** BEGIN **

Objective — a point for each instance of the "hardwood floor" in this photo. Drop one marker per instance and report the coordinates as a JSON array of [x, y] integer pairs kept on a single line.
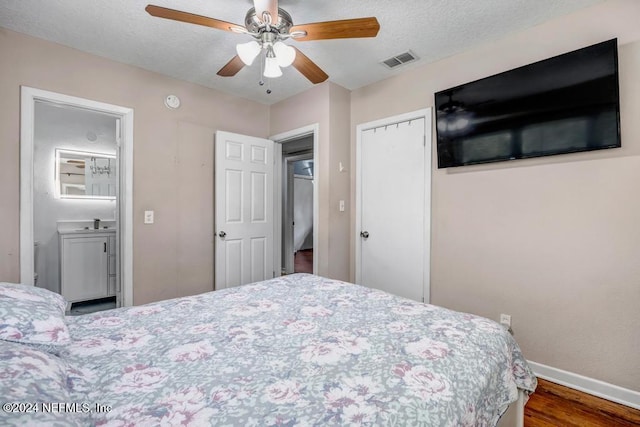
[[553, 405]]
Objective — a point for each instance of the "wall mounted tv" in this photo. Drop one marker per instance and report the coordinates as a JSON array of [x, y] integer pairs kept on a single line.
[[564, 104]]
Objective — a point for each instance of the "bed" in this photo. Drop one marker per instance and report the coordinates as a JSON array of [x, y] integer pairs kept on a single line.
[[295, 350]]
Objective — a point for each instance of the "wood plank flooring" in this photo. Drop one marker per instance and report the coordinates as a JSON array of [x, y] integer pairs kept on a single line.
[[553, 405]]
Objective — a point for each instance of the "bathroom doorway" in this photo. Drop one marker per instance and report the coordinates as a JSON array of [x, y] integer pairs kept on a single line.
[[75, 211], [298, 205]]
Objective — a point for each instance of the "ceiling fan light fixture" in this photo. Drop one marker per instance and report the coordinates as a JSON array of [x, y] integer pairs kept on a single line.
[[271, 68], [248, 51], [285, 55]]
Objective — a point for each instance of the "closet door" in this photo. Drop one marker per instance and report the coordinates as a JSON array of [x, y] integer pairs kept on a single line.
[[244, 209], [393, 203]]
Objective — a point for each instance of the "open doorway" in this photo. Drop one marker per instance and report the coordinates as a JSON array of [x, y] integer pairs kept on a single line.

** END **

Write out all the lines above again, swapping "marker" for "dot" wherever it occurs and changing nothing else. Leave the pictures out.

# Solution for this problem
Objective — a point for each instance of the "hardwood floor" in this photo. Drop one dot per instance and report the coordinates as a JSON array of [x, y] integer pairs kept on a single line.
[[553, 405]]
Objective — a point for each instance of the "wall mounted tv" in this photo. Drop one dot per instance and report the coordinates as a JSON array of [x, y] integer pairs kept on a single line.
[[564, 104]]
Objective — a point for each instance of the "bed" in this photo. Drop one dot per instance and report the coordinates as a JSON array of [x, y] integer pairs kept on a single line.
[[295, 350]]
Objective — a point for each instance of the "wood plank flooring" in this photo. Drop one dot per instance and report the coordinates as a JSON array of [x, y] integer pairs kept on a single line.
[[553, 405]]
Objective — a point for each instance of the "bathroom doorway" in this photo. Drop one dot per instance and report the coordinates as a JSON array of [x, y] integer pairs kept on a single line.
[[75, 211], [298, 205]]
Objective — a point for each instance of the "ceiling fan light fixture" in this photo. Drop one dot per instance and report the coordinates as a JSON array of [x, y] integer pairs kept on a single line.
[[271, 68], [248, 51], [285, 55]]
Objective — a point for each instance of the "closet door" in this photo. Drop one dot per instance and report the coordinates as a JSON array of [x, y] integer pairs kept on a single line.
[[244, 209], [393, 203]]
Objective — a point for each instance of the "open doorway" in this photo. Drop one dot per instance and report the coordinates as a JSON array of [x, y] integer pairs kept on a single line.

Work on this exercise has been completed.